__Exercise instructions__
Pick every line from the data that holds the word "upper".

__Dataset__
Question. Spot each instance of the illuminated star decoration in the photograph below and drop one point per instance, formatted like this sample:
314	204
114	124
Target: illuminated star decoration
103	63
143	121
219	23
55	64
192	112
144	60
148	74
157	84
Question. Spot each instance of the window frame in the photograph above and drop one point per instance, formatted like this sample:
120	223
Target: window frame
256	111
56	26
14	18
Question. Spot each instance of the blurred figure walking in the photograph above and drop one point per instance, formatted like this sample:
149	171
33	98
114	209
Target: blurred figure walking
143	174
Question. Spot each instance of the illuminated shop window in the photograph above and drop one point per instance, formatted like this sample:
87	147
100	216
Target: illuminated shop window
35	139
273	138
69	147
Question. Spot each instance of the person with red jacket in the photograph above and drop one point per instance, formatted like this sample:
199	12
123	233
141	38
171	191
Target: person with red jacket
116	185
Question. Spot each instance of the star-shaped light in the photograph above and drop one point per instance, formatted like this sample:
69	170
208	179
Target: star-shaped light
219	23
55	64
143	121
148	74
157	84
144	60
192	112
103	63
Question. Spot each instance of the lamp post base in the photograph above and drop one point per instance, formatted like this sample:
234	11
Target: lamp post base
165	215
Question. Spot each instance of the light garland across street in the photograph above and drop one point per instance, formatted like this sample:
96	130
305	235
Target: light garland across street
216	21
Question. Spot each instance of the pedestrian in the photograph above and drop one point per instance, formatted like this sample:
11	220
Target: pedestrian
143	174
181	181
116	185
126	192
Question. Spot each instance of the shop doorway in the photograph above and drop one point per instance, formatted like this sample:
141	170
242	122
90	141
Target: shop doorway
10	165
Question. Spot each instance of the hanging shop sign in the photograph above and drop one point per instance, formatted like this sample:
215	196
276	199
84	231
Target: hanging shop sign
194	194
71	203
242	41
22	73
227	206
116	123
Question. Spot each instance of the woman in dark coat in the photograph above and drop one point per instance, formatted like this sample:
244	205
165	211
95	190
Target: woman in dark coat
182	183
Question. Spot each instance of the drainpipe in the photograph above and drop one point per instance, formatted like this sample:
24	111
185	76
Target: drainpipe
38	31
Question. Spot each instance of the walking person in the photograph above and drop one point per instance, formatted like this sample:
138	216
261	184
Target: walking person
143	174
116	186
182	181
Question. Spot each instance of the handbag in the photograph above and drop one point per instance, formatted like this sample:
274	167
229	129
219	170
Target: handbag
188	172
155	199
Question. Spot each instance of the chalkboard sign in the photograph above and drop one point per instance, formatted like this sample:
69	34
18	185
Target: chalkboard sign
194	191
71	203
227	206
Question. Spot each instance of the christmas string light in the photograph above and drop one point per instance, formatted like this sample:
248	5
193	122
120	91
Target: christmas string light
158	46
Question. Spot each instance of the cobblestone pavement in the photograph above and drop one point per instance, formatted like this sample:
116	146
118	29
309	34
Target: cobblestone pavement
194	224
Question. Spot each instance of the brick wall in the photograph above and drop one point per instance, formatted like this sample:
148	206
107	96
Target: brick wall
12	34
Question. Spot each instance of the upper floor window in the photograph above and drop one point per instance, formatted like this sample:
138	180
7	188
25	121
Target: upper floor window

__The answer__
Question. Spot each instance of the upper floor window in the photograph above and drop one point per instance, formatted like this sample:
Target: upper floor window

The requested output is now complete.